= Exercise details =
Provide an exact copy of the data, excluding the images.

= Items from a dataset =
Start of Block

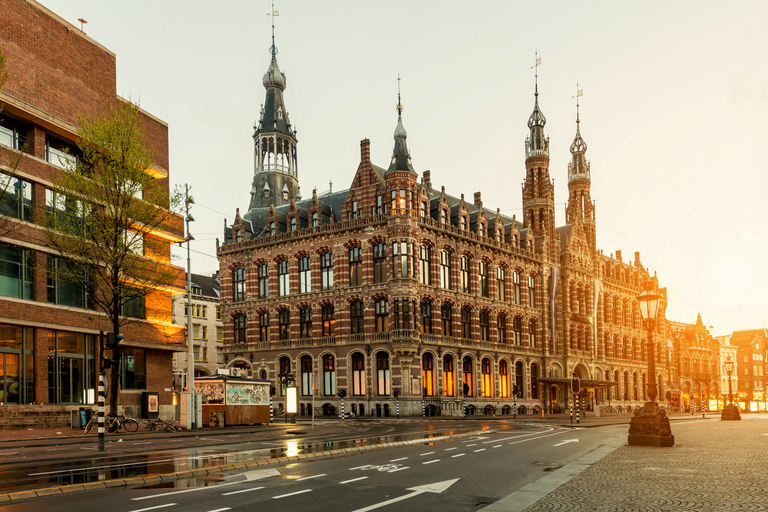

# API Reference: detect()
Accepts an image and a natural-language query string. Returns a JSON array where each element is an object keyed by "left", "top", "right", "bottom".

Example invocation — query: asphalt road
[{"left": 0, "top": 422, "right": 629, "bottom": 512}]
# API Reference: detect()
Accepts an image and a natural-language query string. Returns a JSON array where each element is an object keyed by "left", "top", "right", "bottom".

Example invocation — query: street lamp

End of Block

= Solution =
# API Reference: detect()
Accepts an image and a natural-language query string. Returns a JSON array where each element is an object keyed by "left", "top", "right", "bottom".

Example invocation — query: asphalt road
[{"left": 0, "top": 422, "right": 629, "bottom": 512}]
# API Reference: detect()
Accepts an image and a natural-language query string. Returns a JSON array where each element is an object keyed by "left", "top", "right", "bottom".

Example invocation — query: street lamp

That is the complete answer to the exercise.